## Records from a data source
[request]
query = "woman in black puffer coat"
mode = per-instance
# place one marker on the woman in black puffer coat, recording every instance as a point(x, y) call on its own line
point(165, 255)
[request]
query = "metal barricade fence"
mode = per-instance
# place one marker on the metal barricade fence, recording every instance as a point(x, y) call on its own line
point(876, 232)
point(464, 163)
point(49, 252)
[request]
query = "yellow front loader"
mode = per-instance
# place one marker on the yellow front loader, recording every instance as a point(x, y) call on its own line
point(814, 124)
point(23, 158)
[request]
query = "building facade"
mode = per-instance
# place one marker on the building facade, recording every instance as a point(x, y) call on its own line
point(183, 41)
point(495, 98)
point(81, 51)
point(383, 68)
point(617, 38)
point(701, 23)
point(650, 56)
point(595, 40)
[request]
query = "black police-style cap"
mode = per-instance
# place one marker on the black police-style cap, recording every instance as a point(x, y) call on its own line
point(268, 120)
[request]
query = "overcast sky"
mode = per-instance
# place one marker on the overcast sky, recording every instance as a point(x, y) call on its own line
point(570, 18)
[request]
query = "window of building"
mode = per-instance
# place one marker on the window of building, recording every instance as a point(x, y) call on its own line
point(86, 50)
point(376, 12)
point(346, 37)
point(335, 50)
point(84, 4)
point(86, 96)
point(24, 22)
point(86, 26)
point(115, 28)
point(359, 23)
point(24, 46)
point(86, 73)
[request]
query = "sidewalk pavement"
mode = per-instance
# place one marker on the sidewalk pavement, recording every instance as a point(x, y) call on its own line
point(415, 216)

---

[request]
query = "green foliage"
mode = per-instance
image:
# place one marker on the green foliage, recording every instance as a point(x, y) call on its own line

## Goal of the exercise
For every line above that includes the string "green", copy the line.

## Written solution
query = "green foliage"
# place one marker on the green foliage, recording every instance as a point(x, y) call on its own line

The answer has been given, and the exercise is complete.